INSTRUCTIONS FOR THE TASK –
Look for the line containing "been staring at this and i really need the kitchen peninsula" in the entries below, then print that line and all that follow it exactly.

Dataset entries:
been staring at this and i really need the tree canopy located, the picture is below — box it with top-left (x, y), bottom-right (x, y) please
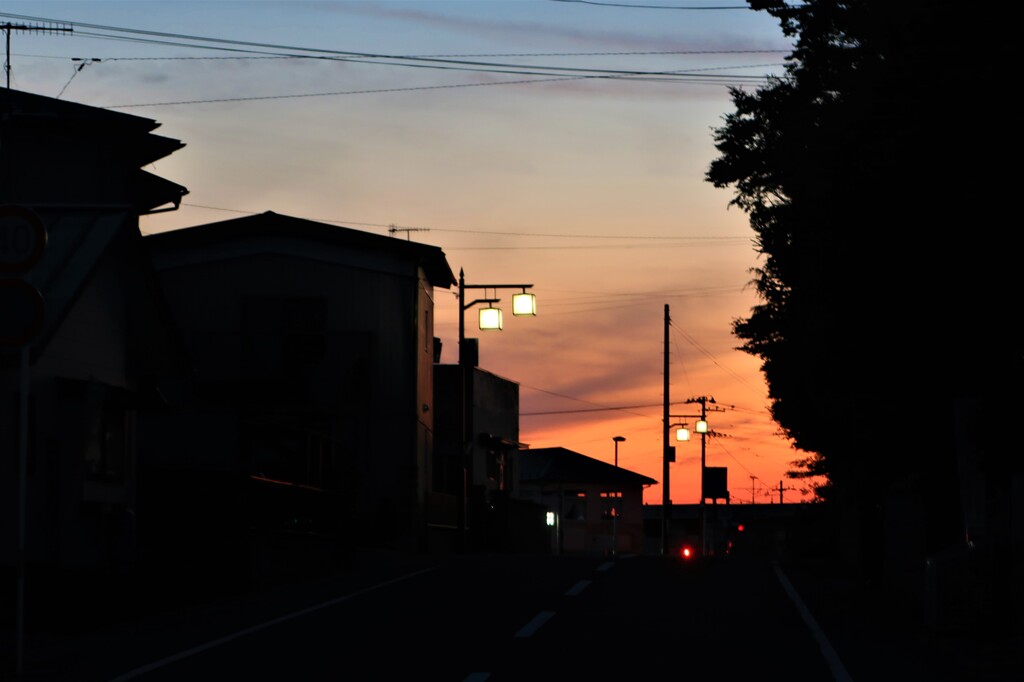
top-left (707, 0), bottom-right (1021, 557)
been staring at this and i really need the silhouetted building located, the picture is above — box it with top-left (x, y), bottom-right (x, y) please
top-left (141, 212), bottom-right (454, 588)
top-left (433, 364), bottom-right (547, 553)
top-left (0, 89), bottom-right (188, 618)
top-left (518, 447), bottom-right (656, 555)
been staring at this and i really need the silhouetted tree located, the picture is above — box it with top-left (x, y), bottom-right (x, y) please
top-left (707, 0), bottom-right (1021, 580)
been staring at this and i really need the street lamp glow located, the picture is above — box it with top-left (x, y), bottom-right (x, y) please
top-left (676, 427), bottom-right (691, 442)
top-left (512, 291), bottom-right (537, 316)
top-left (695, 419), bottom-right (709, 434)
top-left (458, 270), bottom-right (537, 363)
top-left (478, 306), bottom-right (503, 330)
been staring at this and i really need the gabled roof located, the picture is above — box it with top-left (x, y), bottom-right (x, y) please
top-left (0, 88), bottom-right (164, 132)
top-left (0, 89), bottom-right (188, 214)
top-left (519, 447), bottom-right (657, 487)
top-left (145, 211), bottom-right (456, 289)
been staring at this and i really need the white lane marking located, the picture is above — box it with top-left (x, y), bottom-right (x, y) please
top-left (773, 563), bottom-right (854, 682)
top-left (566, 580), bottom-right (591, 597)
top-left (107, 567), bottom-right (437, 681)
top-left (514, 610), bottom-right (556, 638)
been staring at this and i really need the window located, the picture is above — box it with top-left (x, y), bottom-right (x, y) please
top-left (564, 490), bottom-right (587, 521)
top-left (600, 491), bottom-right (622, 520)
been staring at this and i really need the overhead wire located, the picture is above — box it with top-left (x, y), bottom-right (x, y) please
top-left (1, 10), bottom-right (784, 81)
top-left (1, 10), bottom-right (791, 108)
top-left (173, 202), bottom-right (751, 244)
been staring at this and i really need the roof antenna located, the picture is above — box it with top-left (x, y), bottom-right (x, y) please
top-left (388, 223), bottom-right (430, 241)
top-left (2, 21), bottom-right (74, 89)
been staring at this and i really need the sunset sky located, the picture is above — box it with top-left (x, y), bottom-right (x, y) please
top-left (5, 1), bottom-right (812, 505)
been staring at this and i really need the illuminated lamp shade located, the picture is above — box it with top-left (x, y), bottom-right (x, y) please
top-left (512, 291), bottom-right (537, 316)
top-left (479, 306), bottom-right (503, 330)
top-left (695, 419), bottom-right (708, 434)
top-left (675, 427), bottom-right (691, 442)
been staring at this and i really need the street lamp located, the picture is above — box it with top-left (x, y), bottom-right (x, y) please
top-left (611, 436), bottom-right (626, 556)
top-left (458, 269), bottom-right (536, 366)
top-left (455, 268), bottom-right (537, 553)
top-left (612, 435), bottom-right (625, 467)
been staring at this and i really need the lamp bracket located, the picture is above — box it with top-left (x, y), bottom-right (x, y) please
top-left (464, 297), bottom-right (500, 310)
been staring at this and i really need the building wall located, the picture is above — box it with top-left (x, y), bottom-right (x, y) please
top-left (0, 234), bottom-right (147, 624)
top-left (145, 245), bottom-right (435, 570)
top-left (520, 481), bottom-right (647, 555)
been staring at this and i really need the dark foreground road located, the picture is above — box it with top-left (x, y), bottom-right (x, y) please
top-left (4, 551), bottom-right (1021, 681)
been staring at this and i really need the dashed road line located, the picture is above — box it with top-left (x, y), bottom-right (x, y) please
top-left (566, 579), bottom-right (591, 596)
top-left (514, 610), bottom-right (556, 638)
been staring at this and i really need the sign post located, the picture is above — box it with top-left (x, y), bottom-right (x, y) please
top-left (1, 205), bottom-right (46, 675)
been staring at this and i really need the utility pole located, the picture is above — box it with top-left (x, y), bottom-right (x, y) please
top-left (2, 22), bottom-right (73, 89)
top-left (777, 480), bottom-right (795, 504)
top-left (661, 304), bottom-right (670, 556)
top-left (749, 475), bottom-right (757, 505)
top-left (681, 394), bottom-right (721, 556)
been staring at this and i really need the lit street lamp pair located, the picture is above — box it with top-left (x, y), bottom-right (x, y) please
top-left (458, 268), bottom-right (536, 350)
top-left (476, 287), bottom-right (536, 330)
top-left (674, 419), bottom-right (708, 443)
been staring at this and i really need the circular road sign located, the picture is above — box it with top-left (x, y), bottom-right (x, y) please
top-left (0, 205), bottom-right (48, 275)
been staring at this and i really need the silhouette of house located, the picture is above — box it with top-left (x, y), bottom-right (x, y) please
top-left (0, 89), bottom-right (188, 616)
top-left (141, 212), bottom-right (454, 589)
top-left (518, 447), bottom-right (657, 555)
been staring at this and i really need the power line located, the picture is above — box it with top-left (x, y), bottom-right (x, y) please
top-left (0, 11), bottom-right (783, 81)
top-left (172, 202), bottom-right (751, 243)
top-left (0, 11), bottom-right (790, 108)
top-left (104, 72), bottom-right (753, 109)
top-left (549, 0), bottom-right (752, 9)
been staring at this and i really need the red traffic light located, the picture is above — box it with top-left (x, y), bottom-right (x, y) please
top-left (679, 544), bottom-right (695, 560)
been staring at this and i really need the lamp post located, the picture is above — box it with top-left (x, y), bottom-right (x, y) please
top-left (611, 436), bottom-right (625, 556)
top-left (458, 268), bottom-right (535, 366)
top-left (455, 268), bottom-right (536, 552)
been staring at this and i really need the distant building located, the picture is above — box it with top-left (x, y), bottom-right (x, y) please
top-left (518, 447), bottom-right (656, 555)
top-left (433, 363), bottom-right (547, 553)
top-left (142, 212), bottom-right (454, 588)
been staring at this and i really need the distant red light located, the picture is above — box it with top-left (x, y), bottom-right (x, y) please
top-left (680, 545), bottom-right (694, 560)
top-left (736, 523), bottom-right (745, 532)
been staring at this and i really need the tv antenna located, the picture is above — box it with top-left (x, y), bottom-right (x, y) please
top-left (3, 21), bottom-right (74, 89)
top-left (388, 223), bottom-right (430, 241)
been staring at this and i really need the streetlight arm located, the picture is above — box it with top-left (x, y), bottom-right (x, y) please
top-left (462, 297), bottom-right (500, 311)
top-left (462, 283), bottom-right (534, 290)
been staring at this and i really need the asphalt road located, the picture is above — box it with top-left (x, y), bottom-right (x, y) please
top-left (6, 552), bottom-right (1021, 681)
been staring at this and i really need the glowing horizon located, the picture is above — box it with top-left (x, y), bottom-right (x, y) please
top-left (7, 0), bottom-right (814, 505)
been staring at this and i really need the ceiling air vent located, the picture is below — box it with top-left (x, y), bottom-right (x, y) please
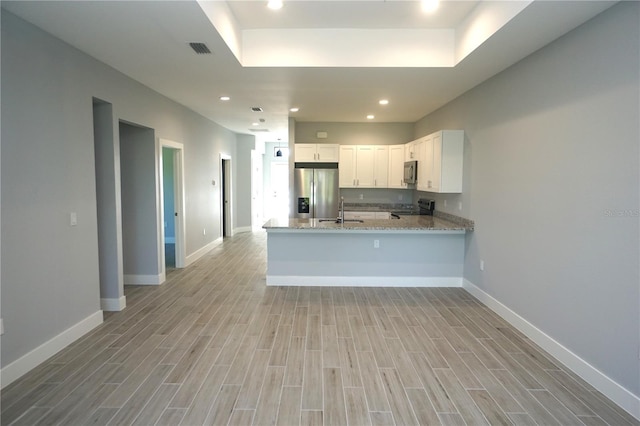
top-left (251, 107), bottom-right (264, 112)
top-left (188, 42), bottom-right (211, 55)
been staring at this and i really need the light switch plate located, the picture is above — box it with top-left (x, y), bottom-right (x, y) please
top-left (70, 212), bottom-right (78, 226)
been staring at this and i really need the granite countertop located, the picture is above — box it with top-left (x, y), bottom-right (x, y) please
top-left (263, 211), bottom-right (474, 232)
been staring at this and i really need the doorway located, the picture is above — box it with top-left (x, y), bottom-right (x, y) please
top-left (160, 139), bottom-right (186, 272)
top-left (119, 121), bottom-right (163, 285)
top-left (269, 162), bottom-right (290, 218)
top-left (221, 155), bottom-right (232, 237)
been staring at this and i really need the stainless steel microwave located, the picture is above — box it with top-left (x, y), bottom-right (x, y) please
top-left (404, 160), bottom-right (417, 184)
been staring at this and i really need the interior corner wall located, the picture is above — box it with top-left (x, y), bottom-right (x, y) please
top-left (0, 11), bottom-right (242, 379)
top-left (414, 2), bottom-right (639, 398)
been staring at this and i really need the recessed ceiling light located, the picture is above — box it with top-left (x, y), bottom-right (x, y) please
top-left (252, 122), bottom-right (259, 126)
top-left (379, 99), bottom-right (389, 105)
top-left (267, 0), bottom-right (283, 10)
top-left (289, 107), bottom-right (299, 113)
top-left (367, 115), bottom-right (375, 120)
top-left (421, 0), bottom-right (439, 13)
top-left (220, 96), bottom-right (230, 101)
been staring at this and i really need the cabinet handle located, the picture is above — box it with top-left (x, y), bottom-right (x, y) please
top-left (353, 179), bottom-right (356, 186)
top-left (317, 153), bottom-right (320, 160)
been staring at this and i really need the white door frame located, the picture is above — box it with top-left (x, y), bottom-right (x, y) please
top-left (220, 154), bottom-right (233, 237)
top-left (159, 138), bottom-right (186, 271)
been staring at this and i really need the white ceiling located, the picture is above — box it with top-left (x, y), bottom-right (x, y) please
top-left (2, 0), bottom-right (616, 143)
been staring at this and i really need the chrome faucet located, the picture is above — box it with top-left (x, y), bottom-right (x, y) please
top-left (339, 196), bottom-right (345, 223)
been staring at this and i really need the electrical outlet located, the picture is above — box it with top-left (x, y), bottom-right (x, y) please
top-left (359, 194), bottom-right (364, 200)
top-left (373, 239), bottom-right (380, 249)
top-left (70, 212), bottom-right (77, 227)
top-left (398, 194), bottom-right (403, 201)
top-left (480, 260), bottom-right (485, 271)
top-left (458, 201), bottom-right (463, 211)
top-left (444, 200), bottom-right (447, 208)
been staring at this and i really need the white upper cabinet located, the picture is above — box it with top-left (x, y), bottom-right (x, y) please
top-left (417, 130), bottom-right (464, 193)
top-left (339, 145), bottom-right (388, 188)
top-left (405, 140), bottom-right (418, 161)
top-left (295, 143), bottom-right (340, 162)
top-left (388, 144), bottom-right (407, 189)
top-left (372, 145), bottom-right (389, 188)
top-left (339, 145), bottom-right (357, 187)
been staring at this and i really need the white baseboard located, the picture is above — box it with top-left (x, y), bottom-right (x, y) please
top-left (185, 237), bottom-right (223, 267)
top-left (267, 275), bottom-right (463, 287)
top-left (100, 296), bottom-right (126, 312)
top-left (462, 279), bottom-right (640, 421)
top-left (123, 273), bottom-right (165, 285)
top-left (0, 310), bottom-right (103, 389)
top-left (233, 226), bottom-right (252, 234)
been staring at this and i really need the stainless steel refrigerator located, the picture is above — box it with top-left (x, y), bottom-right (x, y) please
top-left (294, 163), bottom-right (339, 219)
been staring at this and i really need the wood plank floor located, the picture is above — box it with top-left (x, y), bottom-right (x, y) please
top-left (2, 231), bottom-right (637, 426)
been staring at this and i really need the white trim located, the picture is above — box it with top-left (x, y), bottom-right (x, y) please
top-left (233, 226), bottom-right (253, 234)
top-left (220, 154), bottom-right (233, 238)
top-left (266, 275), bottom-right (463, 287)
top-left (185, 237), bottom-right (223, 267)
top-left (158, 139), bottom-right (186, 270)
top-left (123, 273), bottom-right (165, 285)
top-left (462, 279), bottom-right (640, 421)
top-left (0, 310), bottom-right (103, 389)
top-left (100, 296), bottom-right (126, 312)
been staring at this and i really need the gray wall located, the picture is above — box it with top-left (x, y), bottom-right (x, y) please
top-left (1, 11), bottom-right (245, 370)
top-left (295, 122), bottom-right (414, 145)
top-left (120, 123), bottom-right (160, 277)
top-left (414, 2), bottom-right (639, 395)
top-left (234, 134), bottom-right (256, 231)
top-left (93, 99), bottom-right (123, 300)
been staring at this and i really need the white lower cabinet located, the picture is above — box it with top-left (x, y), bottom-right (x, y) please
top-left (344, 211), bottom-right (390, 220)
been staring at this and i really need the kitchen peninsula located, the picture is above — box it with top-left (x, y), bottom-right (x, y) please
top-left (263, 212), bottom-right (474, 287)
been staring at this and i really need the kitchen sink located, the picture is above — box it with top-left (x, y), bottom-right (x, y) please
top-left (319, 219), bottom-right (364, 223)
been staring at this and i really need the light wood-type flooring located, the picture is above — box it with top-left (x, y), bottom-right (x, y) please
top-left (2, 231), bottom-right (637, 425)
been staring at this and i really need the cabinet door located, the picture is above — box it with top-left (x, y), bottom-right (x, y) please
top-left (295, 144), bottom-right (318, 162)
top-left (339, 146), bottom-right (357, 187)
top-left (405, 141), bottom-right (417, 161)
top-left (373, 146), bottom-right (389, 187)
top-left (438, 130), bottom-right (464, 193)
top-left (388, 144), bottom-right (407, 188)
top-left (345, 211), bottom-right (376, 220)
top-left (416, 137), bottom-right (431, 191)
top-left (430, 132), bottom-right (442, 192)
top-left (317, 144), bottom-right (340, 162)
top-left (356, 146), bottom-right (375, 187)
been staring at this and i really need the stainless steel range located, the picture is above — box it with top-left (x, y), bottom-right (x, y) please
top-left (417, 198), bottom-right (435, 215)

ANSWER TO THIS TASK –
been staring at this and i really need the kitchen peninsula located, the picture is above — box it with top-left (x, y), bottom-right (x, y) please
top-left (263, 212), bottom-right (474, 287)
been staring at this and i really need the kitchen sink located, the picture is above — box it with top-left (x, y), bottom-right (x, y) please
top-left (319, 219), bottom-right (364, 223)
been staring at this and i really need the light wood-type flooring located, the picture is above — box it with top-left (x, y), bottom-right (x, y) please
top-left (2, 231), bottom-right (637, 425)
been staring at this and i really need the cabinet door located, the picture is above — box it with top-left (x, y), bottom-right (x, y) please
top-left (295, 144), bottom-right (318, 162)
top-left (339, 146), bottom-right (357, 187)
top-left (405, 141), bottom-right (417, 161)
top-left (373, 146), bottom-right (389, 187)
top-left (438, 130), bottom-right (464, 193)
top-left (388, 144), bottom-right (407, 188)
top-left (345, 211), bottom-right (376, 220)
top-left (416, 137), bottom-right (431, 191)
top-left (430, 132), bottom-right (442, 192)
top-left (317, 144), bottom-right (340, 162)
top-left (356, 146), bottom-right (375, 187)
been staring at this and i really need the stainless steel range located, the picture is above — box it with top-left (x, y), bottom-right (x, y) please
top-left (417, 198), bottom-right (435, 215)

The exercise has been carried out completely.